Consegna 1 » Seleziona tra le righe sottostanti tutte quelle che contengono la parola "woman" e ricopiale.

───── Testo selezionato ─────

Le motivazioni del verdetto della Suprema Corte - emesso lo scorso 16 dicembre - sono state pubblicate oggi dalla Quinta sezione penale nella sentenza 6892 che ha respinto tutti i tentativi dell'imputato di ottenere una riduzione della condanna inflittagli dalla Corte di Appello di Napoli, il 13 maggio 2015, e conforme a quella emessa con rito abbreviato dal gup. La difesa di Caliendo si è lamentata per il diniego delle attenuanti generiche e per l'entità della pena, e ha anche chiesto che la gelosia «punitiva» dell'imputato - che in passato aveva già picchiato la ragazza - non fosse considerata come un motivo «futile e abietto» che costituisce una aggravante, ma fosse valutata come gelosia «pura» che seppure collegata «ad un abnorme desiderio di vita in comune» non aggrava i comportamenti dolosi. Ad avviso degli 'ermellinì, la Corte di Appello ha dato atto «in maniera esauriente delle ragioni per cui nel caso concreto la gelosia doveva essere intesa» come «punitiva» integrando «l'aggravante dei motivi abietti».

La Cassazione ricorda il «costante atteggiamento ossessivo da parte dell'imputato che per un consistente periodo aveva impedito alla donna di avere relazioni sociali, di frequentare amiche, di coltivare i suoi interessi e le possibilità di lavoro, come nel caso della costrizione, ancora una volta violenta, ad abbandonare un concorso di bellezza». «A completare la disamina del ricorrere della gelosia intesa come senso di proprietà della persona, la decisione di appello - sottolinea la Cassazione - ha ripercorso le terribili modalità dell'aggressione che, in coerenza con i comportamenti precedenti, potevano appartenere solo a chi si fosse sentito, in sostanza, padrone della persona oggetto del suo desiderio».

───── Dati dell'esercizio ─────

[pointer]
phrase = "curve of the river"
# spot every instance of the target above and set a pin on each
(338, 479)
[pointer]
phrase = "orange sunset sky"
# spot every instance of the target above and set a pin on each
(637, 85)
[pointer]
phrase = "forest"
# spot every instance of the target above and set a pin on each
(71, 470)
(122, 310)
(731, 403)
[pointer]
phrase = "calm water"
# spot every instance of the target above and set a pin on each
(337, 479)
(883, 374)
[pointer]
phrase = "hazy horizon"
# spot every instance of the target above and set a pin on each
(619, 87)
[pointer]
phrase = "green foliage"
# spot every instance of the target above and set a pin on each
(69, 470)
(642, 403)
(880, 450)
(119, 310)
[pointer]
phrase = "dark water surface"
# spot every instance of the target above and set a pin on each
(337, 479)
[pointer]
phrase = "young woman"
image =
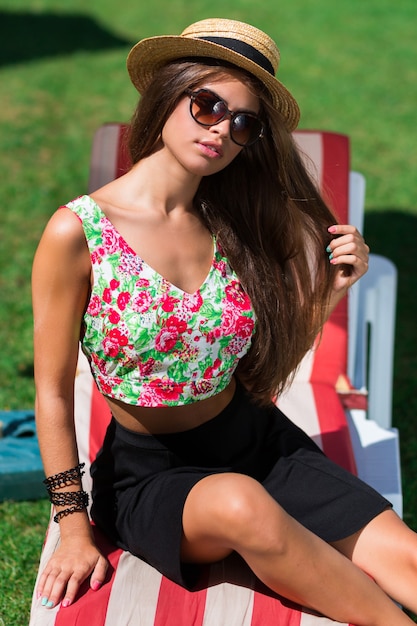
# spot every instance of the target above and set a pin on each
(196, 283)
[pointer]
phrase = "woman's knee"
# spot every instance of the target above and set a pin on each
(232, 507)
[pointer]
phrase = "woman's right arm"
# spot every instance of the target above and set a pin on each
(60, 289)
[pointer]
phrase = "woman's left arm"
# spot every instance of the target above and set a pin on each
(347, 248)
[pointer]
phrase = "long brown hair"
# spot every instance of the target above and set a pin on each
(269, 219)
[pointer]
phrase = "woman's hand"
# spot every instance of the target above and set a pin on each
(347, 248)
(72, 562)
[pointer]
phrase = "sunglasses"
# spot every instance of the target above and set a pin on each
(208, 109)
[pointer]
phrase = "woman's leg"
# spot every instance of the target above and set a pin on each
(226, 512)
(387, 550)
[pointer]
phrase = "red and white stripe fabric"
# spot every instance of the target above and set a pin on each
(134, 593)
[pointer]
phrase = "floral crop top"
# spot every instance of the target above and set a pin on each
(148, 342)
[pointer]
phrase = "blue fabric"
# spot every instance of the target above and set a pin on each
(21, 471)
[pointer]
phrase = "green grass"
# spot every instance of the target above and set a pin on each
(353, 67)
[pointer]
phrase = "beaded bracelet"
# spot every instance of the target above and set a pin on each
(64, 479)
(72, 509)
(79, 498)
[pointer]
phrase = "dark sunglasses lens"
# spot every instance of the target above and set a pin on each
(245, 129)
(207, 109)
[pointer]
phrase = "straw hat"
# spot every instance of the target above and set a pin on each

─────

Consegna 2 » Secondo il testo selezionato, in quale data la Corte di Appello di Napoli ha inflitto la condanna all'imputato?

Risposta corretta 1 »
phrase = "young woman"
phrase = "woman's knee"
phrase = "woman's right arm"
phrase = "woman's left arm"
phrase = "woman's hand"
phrase = "woman's leg"

Risposta corretta 2 » Il 13 maggio 2015.